STATED GOAL:
Write out the rows verbatim, from the first row through the line that contains "[461,283,500,326]", including that line.

(Annotated coordinate records)
┏━━

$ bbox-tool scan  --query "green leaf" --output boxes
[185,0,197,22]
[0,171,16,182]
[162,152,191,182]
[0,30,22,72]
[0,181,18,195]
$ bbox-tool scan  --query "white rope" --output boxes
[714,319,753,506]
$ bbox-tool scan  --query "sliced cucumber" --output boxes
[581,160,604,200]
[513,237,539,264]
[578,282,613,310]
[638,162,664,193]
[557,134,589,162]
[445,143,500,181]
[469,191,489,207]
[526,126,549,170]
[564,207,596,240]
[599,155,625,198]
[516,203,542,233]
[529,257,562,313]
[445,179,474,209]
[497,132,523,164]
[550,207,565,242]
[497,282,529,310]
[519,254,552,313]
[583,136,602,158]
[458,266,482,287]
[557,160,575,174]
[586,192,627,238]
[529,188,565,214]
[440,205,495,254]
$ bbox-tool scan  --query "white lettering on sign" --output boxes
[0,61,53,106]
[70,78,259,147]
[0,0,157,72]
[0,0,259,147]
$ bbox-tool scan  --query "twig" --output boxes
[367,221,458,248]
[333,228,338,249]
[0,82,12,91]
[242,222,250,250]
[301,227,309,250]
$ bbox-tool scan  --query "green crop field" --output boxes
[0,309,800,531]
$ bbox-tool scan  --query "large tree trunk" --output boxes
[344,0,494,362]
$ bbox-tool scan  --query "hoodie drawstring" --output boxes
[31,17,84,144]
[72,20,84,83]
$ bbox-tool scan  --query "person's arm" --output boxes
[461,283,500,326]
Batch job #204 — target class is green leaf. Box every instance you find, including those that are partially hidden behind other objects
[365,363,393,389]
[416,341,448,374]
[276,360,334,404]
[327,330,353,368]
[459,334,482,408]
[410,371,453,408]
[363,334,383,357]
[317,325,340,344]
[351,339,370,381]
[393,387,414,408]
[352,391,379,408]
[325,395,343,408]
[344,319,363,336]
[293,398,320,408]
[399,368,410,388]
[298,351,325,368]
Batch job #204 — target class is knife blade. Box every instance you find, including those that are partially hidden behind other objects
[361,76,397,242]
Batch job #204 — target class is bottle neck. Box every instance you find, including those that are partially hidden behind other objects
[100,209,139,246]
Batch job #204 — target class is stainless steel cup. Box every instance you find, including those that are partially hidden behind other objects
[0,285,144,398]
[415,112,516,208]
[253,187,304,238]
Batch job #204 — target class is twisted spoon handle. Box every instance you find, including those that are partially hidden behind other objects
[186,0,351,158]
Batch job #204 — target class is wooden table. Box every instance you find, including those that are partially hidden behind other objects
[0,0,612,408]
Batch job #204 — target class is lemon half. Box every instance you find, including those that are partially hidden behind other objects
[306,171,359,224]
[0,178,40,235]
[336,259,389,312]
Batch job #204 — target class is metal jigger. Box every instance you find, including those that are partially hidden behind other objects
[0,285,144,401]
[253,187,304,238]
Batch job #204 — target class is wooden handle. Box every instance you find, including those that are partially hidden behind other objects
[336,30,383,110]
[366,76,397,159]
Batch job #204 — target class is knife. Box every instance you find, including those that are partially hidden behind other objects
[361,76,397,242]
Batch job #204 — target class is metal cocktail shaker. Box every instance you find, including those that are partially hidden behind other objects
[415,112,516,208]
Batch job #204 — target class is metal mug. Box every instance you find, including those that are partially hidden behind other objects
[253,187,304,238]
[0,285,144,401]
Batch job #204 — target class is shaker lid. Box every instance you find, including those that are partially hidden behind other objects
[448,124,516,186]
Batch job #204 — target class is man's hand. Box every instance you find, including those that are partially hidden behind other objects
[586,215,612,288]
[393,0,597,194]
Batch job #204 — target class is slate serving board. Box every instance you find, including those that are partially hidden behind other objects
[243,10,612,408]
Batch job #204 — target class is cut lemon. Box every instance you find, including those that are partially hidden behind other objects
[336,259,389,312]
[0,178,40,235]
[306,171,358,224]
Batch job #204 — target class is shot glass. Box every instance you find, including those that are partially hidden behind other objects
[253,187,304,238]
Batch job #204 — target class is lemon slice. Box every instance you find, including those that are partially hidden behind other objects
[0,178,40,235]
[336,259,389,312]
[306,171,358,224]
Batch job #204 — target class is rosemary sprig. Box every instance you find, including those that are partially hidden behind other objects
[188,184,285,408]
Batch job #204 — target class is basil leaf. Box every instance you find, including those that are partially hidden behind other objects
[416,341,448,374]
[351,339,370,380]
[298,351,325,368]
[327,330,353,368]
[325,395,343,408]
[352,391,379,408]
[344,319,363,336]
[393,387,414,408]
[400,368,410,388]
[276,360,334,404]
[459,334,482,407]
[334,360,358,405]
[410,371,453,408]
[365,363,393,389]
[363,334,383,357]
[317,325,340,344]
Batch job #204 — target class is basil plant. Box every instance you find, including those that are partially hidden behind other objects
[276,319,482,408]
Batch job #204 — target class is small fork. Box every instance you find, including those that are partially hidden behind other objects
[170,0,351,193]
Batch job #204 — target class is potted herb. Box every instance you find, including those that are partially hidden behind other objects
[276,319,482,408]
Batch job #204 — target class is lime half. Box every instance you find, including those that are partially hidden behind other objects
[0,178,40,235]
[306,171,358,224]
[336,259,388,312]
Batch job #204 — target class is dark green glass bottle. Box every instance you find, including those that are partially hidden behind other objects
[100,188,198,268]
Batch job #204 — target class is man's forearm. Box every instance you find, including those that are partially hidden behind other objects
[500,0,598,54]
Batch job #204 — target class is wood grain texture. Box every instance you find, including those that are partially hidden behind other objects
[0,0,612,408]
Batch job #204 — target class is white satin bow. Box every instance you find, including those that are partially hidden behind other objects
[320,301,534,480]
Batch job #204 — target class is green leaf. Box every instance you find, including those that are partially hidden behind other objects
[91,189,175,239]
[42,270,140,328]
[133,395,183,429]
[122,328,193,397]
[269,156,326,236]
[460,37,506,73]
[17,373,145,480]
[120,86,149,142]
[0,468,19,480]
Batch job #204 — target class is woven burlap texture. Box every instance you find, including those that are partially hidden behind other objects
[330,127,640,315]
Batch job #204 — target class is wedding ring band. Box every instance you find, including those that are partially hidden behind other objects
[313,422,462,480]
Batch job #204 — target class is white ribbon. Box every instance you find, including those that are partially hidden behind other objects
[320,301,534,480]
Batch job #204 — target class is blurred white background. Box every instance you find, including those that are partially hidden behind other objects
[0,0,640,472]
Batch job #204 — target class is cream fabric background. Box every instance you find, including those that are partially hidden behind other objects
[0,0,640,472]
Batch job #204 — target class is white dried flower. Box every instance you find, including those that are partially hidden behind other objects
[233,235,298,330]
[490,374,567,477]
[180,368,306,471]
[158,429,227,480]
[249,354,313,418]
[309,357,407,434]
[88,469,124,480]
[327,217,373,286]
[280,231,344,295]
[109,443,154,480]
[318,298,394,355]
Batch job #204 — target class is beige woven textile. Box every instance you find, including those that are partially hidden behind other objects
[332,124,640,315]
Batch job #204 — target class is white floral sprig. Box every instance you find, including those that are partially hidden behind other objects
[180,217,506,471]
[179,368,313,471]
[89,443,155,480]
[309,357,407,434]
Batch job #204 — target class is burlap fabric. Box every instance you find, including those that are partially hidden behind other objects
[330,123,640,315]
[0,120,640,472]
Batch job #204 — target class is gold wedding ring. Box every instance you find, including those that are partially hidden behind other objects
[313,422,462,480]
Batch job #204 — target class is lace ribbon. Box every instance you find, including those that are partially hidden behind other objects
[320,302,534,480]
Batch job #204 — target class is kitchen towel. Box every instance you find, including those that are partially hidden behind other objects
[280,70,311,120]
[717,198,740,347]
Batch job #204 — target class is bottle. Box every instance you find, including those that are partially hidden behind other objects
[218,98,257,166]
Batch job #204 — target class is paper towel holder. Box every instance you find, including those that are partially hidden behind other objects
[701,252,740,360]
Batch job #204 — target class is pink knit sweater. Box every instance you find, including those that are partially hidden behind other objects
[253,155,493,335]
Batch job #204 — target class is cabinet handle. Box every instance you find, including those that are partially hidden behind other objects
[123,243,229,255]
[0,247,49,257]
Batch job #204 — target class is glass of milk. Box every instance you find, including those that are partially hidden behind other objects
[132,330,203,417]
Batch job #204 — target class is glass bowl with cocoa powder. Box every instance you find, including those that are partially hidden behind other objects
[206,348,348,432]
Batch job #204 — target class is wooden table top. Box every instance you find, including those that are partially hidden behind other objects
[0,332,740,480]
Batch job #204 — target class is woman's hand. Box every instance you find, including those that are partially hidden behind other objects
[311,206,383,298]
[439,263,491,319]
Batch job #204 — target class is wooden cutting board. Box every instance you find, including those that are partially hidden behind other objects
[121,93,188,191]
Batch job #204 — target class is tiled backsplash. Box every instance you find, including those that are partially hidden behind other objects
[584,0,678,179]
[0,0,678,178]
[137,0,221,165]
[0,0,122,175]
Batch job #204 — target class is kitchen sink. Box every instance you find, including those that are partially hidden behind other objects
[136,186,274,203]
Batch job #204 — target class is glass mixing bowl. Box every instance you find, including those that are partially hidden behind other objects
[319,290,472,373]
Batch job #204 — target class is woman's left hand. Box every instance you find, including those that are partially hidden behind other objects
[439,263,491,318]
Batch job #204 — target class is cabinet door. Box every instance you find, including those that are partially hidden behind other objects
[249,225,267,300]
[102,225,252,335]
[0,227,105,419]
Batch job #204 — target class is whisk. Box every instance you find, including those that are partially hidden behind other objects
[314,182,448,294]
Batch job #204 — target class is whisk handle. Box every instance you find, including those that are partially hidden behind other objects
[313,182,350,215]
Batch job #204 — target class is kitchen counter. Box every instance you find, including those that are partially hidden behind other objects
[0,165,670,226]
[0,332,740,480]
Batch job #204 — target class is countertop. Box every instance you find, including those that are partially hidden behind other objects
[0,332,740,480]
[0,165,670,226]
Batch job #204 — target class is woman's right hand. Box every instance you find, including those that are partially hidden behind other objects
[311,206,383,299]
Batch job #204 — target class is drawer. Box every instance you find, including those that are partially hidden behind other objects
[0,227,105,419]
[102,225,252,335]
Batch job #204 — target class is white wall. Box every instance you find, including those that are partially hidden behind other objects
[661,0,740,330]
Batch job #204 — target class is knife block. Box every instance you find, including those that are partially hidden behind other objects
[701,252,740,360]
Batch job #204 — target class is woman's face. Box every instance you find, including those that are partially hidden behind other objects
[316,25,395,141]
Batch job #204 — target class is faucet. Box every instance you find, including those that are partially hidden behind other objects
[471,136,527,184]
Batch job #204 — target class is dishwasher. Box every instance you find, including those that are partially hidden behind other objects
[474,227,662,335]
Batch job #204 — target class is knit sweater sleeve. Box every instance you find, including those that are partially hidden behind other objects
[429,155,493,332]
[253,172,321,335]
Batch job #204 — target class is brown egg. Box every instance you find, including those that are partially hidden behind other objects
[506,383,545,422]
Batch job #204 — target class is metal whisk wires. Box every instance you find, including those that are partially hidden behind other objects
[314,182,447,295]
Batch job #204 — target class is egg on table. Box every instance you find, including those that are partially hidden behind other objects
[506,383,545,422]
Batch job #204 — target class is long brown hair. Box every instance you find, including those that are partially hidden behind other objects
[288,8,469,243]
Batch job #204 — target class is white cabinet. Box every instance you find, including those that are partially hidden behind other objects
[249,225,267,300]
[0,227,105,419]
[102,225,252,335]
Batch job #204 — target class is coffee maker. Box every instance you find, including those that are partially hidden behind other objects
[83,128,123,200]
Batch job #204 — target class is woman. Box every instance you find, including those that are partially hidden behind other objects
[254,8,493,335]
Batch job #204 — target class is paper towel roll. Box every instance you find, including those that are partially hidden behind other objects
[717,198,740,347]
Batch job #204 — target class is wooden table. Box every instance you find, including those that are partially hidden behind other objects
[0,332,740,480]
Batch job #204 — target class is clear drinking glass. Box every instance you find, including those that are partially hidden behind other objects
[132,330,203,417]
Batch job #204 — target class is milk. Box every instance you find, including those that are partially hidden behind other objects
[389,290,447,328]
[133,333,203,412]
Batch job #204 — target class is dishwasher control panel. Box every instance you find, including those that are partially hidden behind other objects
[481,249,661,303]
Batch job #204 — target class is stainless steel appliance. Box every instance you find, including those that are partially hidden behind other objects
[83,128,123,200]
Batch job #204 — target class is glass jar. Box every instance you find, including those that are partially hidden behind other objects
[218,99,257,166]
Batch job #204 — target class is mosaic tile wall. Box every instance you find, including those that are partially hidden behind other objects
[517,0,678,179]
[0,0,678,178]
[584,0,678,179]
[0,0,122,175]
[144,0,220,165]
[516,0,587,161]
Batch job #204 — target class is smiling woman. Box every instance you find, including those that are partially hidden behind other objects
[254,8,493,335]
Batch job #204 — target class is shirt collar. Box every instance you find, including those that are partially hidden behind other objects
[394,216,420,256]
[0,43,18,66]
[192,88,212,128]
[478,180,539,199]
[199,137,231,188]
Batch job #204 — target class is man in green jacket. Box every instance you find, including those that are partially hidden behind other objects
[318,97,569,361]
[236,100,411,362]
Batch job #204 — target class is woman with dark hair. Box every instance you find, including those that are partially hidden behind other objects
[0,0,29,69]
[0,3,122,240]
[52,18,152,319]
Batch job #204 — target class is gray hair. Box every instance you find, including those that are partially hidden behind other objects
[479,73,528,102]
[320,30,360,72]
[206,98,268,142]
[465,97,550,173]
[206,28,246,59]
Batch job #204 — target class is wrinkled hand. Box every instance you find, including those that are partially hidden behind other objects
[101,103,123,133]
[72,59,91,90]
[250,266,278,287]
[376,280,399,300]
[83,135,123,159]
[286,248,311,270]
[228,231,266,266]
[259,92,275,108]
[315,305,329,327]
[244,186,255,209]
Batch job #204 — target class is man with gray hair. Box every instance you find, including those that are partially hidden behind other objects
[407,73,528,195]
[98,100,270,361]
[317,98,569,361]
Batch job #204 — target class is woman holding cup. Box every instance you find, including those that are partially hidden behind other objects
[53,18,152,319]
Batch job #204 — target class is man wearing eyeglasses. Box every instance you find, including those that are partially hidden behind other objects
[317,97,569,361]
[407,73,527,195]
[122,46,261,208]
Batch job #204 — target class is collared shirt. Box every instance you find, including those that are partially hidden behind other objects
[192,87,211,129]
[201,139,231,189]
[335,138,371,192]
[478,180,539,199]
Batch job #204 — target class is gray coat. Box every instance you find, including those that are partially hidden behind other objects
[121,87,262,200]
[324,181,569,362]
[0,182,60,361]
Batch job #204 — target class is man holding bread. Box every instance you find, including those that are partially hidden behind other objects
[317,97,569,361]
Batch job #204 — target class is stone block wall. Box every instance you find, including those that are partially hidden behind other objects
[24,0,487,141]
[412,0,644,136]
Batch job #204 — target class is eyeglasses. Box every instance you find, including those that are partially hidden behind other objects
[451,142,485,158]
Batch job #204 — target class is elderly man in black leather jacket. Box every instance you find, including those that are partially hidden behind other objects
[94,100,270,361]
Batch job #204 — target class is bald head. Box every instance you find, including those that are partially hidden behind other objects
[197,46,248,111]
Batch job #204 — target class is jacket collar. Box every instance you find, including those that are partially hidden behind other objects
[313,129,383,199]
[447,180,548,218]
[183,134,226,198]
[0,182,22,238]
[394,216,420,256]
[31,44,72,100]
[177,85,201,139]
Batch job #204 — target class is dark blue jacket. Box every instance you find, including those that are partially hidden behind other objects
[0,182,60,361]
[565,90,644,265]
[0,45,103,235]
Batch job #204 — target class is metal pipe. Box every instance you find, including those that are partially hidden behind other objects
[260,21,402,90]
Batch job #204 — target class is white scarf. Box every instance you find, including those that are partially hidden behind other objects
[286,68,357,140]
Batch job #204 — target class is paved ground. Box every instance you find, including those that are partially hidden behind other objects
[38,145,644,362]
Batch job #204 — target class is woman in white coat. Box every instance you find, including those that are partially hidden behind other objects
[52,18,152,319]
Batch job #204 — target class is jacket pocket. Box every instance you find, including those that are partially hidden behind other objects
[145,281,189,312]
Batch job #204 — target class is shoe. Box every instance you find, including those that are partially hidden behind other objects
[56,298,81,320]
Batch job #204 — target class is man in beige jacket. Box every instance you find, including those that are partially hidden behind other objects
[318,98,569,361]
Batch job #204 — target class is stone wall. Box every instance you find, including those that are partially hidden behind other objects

┗━━

TASK SOLUTION:
$ bbox-tool scan  --query "green leaf" --output boxes
[185,0,197,22]
[0,171,16,182]
[162,152,191,182]
[0,30,22,72]
[0,181,18,195]
$ bbox-tool scan  --query "white rope" --output boxes
[714,319,753,506]
$ bbox-tool scan  --query "sliced cucumber" --output boxes
[581,160,604,200]
[513,237,539,264]
[578,282,613,310]
[638,162,664,193]
[557,134,589,162]
[445,143,500,181]
[469,191,489,207]
[526,126,549,170]
[564,207,596,240]
[599,155,625,198]
[516,203,542,233]
[529,257,562,313]
[445,179,474,209]
[497,132,523,164]
[550,207,565,242]
[497,282,529,310]
[519,254,552,313]
[583,136,602,158]
[458,266,482,287]
[557,160,575,174]
[586,192,627,238]
[529,188,565,214]
[440,205,495,254]
$ bbox-tool scan  --query "white lettering on sign" --output boxes
[0,61,53,106]
[70,78,259,147]
[0,0,157,72]
[0,0,259,147]
$ bbox-tool scan  --query "twig" --output boxes
[367,221,458,248]
[333,228,338,249]
[0,82,12,91]
[242,222,250,250]
[301,227,309,250]
$ bbox-tool scan  --query "green crop field" --output boxes
[0,309,800,531]
$ bbox-tool scan  --query "large tree trunk" --output boxes
[344,0,494,362]
$ bbox-tool scan  --query "hoodie drawstring" --output boxes
[31,17,84,144]
[72,20,84,83]
$ bbox-tool scan  --query "person's arm" --output boxes
[461,283,500,326]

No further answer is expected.